● MATERIAL TO PROCESS:

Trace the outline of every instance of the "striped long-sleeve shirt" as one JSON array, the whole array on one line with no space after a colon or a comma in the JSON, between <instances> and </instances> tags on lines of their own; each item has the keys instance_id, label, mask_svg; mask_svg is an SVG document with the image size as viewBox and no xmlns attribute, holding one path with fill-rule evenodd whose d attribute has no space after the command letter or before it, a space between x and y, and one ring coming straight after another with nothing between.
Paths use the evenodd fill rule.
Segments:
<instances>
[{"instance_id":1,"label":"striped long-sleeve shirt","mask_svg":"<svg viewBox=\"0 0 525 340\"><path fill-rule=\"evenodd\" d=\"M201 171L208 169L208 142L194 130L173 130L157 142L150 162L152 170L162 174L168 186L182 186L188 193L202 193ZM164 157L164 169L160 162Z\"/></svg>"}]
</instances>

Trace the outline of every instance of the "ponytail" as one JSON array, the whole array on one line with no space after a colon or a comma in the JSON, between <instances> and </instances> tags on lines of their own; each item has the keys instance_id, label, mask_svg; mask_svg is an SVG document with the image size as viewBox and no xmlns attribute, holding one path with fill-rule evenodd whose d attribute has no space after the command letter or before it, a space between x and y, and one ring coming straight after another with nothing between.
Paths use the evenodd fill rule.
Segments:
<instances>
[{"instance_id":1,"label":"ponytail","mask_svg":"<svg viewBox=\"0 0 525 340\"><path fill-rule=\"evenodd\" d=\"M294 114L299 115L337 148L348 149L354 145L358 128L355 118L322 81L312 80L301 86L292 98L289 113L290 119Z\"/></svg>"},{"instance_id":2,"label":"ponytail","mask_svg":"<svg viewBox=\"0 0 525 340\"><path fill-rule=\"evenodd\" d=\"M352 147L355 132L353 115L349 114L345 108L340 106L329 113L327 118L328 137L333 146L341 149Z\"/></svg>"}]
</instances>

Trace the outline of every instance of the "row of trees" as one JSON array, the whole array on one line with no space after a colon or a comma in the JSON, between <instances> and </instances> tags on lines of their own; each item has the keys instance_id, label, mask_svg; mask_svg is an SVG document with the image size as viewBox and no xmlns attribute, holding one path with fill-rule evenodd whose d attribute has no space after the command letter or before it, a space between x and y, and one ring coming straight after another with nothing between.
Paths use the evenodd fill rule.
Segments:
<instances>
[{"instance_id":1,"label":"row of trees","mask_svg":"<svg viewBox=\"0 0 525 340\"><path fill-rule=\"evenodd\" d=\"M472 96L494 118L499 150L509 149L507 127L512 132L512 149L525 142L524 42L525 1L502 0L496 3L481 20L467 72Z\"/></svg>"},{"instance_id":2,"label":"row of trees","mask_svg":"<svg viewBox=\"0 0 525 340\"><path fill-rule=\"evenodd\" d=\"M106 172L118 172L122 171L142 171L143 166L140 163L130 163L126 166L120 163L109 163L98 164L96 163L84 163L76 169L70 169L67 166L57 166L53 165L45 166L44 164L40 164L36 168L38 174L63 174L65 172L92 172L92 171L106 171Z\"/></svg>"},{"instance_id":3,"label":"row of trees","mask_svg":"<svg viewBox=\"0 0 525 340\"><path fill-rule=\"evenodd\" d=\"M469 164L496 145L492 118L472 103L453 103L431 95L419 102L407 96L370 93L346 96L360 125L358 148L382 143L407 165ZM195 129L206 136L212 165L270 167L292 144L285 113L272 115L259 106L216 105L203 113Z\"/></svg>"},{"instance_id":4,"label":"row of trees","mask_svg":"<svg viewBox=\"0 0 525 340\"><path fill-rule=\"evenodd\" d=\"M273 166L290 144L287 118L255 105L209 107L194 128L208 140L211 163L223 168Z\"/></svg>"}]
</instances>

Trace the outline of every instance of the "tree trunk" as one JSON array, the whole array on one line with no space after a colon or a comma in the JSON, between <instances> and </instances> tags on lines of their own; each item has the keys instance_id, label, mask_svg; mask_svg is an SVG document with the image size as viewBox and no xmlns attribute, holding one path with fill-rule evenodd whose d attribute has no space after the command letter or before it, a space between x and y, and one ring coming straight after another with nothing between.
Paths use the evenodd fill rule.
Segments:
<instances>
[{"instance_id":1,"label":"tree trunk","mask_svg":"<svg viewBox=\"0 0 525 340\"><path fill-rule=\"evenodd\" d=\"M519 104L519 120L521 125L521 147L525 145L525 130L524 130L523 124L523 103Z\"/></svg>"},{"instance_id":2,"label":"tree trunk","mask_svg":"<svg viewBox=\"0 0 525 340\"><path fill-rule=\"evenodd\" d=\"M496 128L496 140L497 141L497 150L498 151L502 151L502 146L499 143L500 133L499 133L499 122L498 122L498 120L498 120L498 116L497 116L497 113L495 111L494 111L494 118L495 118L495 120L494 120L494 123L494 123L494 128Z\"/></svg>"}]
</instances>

● GOAL:
Count how many lines in the material above contain the string "striped", treating uppercase and lowercase as different, and reply with only that number.

● ANSWER IN FULL:
2